What you will do: Your answer should be the entries below, reproduced character for character.

....

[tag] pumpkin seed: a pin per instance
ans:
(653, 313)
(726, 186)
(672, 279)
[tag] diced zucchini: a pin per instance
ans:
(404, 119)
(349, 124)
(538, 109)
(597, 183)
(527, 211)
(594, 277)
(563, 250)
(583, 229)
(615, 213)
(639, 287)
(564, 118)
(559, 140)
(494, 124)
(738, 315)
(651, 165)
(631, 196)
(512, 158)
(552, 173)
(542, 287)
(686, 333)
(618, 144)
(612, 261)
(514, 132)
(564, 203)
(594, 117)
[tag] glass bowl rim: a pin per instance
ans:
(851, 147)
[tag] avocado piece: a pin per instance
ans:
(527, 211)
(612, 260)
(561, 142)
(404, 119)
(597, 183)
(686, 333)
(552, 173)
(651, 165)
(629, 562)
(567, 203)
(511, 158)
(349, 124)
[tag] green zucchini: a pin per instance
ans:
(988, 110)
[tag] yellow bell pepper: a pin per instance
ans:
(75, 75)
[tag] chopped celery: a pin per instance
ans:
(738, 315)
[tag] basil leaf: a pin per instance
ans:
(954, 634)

....

Answer section:
[tag] pumpkin seed: a pin per instance
ans:
(653, 313)
(726, 186)
(672, 279)
[tag] diced zucchini: a pin per instance
ans:
(404, 119)
(349, 124)
(538, 109)
(597, 183)
(527, 211)
(594, 277)
(563, 250)
(583, 229)
(615, 213)
(639, 287)
(564, 118)
(559, 140)
(494, 124)
(738, 315)
(651, 165)
(631, 196)
(512, 158)
(552, 173)
(542, 287)
(686, 333)
(618, 144)
(612, 261)
(514, 132)
(564, 203)
(594, 117)
[tag] glass bowl rim: a pin per instance
ans:
(851, 147)
[tag] avocado piece: a pin per instance
ans:
(527, 211)
(612, 260)
(561, 142)
(404, 119)
(597, 183)
(686, 333)
(552, 173)
(651, 165)
(629, 562)
(567, 203)
(511, 158)
(349, 124)
[tag] green zucchini: a pin per instance
ans:
(988, 110)
[tag] yellow bell pepper: a pin per instance
ans:
(75, 75)
[tag] chopped celery: a pin per instance
ans:
(738, 315)
[tag] basil leaf: a pin per instance
ans:
(954, 634)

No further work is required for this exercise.